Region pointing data

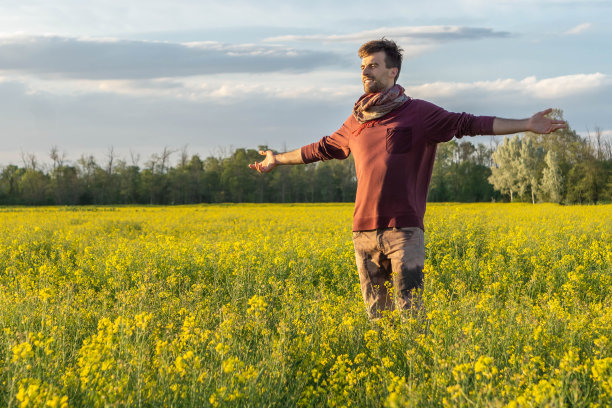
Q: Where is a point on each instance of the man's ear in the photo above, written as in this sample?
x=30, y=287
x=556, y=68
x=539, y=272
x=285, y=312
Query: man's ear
x=393, y=72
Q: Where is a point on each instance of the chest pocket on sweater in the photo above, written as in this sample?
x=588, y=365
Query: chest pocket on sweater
x=399, y=140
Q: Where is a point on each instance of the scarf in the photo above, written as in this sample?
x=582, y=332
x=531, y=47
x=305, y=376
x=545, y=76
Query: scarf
x=377, y=105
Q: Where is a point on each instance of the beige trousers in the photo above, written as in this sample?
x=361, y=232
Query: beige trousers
x=390, y=264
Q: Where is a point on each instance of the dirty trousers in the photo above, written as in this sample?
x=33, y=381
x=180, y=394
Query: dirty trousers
x=390, y=264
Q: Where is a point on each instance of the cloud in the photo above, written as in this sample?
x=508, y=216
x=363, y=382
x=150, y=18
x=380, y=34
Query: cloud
x=548, y=88
x=578, y=29
x=89, y=58
x=434, y=33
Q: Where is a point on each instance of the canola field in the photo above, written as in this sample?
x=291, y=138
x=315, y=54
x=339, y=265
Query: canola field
x=259, y=305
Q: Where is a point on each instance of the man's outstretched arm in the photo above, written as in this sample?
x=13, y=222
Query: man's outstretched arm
x=538, y=123
x=272, y=160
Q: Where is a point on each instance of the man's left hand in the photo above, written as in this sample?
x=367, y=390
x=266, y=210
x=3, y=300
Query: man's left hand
x=540, y=123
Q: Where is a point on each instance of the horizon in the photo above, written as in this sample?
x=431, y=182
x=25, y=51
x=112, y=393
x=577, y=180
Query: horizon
x=144, y=76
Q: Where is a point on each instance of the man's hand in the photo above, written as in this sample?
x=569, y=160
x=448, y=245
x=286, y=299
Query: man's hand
x=266, y=164
x=539, y=123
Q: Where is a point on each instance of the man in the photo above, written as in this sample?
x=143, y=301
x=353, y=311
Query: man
x=393, y=140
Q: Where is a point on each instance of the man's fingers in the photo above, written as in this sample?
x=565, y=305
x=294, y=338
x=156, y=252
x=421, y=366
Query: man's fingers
x=546, y=112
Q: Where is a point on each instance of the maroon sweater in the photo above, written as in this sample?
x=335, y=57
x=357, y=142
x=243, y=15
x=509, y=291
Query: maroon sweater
x=394, y=159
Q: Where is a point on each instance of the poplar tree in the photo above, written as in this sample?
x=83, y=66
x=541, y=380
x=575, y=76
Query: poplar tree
x=552, y=178
x=505, y=173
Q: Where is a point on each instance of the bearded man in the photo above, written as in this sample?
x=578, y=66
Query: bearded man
x=393, y=140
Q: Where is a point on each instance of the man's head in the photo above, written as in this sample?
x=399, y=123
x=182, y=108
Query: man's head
x=381, y=61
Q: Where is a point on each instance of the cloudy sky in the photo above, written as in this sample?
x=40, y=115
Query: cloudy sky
x=209, y=76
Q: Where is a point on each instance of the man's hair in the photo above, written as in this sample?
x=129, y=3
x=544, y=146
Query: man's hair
x=393, y=53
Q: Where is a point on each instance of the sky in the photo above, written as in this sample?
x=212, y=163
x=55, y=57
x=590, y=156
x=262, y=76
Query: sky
x=206, y=77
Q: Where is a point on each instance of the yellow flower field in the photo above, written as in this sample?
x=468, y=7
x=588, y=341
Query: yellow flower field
x=259, y=305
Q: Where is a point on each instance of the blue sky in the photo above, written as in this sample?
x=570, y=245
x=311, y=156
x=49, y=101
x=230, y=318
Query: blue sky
x=139, y=76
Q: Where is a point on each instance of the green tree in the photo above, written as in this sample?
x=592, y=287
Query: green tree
x=505, y=174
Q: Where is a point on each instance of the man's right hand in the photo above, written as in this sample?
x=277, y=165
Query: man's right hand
x=266, y=164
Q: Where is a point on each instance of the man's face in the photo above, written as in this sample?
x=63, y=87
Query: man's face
x=375, y=75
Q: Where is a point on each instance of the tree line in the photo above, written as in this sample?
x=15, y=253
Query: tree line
x=563, y=167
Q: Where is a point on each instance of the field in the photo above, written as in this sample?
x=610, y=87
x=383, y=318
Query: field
x=259, y=305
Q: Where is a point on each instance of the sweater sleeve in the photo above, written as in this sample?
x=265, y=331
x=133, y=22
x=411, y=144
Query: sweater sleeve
x=335, y=146
x=442, y=126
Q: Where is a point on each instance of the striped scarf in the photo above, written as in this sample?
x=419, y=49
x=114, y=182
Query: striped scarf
x=377, y=105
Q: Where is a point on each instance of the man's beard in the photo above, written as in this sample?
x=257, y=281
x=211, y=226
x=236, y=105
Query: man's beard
x=373, y=87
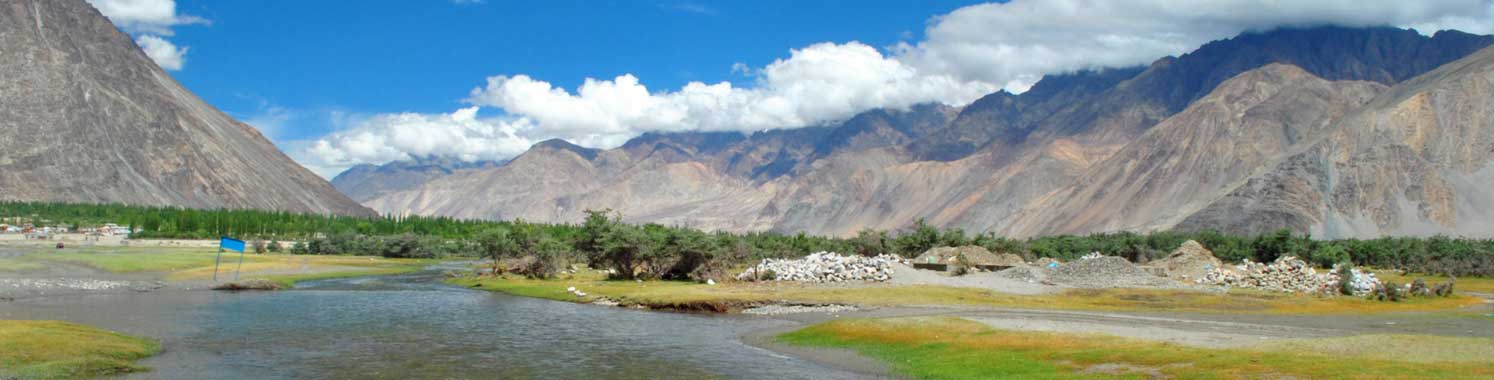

-- Aim of the task --
Could you return all the entries exactly as they appear, minus the pictures?

-- Output for this exercise --
Q: Where is a point on each instance of the man's ear in the photo above, written as in this sample?
x=30, y=287
x=556, y=68
x=539, y=272
x=285, y=312
Query: man's ear
x=393, y=72
Q: Where is a point on each instance of the chest pocket on sweater in the photo above, written as in this sample?
x=588, y=365
Query: chest pocket on sweater
x=399, y=140
Q: Where is a point on each instance of the scarf in the photo above, written as in this sample?
x=582, y=332
x=531, y=47
x=305, y=376
x=545, y=76
Query: scarf
x=377, y=105
Q: Where is a point on each instance of the beige trousers in the photo above, written as in this sample?
x=361, y=232
Query: beige trousers
x=390, y=264
Q: Where is a point on each instance of the dirty trousers in the photo above, written as in this sample?
x=33, y=381
x=180, y=394
Query: dirty trousers
x=390, y=264
Q: Where is a point on each instance of the cloud in the photo above, written as in this sample?
x=508, y=216
x=363, y=382
x=150, y=18
x=380, y=34
Query: cloud
x=548, y=88
x=578, y=29
x=89, y=58
x=434, y=33
Q: Where is a point on each instance of the canola field in the photo above, written as in this sample?
x=291, y=138
x=315, y=54
x=339, y=265
Query: canola field
x=259, y=305
Q: Where is a point on each instance of the man's outstretched arm in the photo above, written as in this sample?
x=13, y=222
Query: man's outstretched arm
x=538, y=123
x=272, y=160
Q: Where is a point on each instance of the man's left hand in the photo above, written as in this sample?
x=367, y=390
x=266, y=210
x=3, y=300
Query: man's left hand
x=540, y=123
Q: Where is a point on each instance of the horizon in the photo above, written as in this sample?
x=431, y=182
x=25, y=51
x=112, y=393
x=577, y=180
Query: horizon
x=144, y=76
Q: Where is a point on each instance of the man's hand in the photo above, written as in this sample?
x=569, y=160
x=448, y=245
x=286, y=299
Query: man's hand
x=266, y=164
x=539, y=123
Q: Where is a point on each instance of the man in the photo above, written as in this sample?
x=143, y=301
x=353, y=311
Query: man
x=393, y=140
Q: Where is a point on each instance of the man's fingers in the photo above, written as in this sample?
x=565, y=305
x=294, y=338
x=156, y=252
x=421, y=366
Query: man's fingers
x=546, y=112
Q: Where is a point on each instance of the maroon sweater in the photo above, written as in this sample?
x=335, y=57
x=357, y=142
x=243, y=15
x=509, y=291
Query: maroon sweater
x=394, y=159
Q: Where is a point on each instance of the poplar tree in the photo above, written as in this sample?
x=83, y=66
x=541, y=380
x=575, y=76
Query: poplar tree
x=552, y=178
x=505, y=173
Q: Where is a point on each instance of the bearded man in the photo above, written as in this sample?
x=578, y=66
Query: bearded man
x=393, y=140
Q: Where is a point on each instance of the man's head in the photo above, written as in this sample?
x=399, y=123
x=182, y=108
Query: man's head
x=381, y=61
Q: Where is a point on each instance of the cloudy sky in the photo above, written as in this sample?
x=40, y=115
Query: cloudy sky
x=209, y=76
Q: Where is a point on each instance of the man's hair in the photo above, written as in this sample?
x=129, y=3
x=544, y=146
Query: man's hair
x=393, y=53
Q: Where is a point on each instance of the sky in the photo above, written as in this sample?
x=212, y=163
x=55, y=57
x=590, y=156
x=262, y=76
Query: sky
x=206, y=77
Q: Where is a point on each instance of the yellow flower field in the photo above, written as in this sample?
x=468, y=7
x=588, y=341
Query: yellow flower field
x=259, y=305
Q: Where is a point on each instance of the blue sky in the photo above, written as in this sample?
x=570, y=245
x=311, y=156
x=49, y=101
x=230, y=318
Query: blue sky
x=139, y=76
Q: Where is a point on each instance of the green tree in the photo above, written as in this sample?
x=592, y=287
Query: green tree
x=505, y=174
Q: Where is a point on each instance of the man's right hand in the photo above, written as in this sample?
x=277, y=165
Query: man's right hand
x=266, y=164
Q: Where is a point on each instance of the man's face in the photo above, written as in this sample?
x=63, y=87
Query: man's face
x=375, y=75
Q: Where is a point on each instance of the tree line in the photo above, written as in this sample?
x=15, y=253
Query: tree line
x=563, y=167
Q: Where is a point on each instance of the field in the photo above, written as in this sample?
x=610, y=87
x=383, y=318
Query: field
x=259, y=305
Q: Where is a point on each instance of the sweater sleeve in the photo above, written as in this sample?
x=265, y=331
x=133, y=22
x=411, y=144
Query: sweater sleeve
x=335, y=146
x=442, y=126
Q: Where is a point on each instance of the striped scarf in the photo above, written as in this sample?
x=419, y=49
x=114, y=182
Query: striped scarf
x=377, y=105
Q: Where is a point on each instance of the man's beard in the photo above, written as in this sample?
x=257, y=281
x=211, y=226
x=236, y=105
Query: man's beard
x=373, y=87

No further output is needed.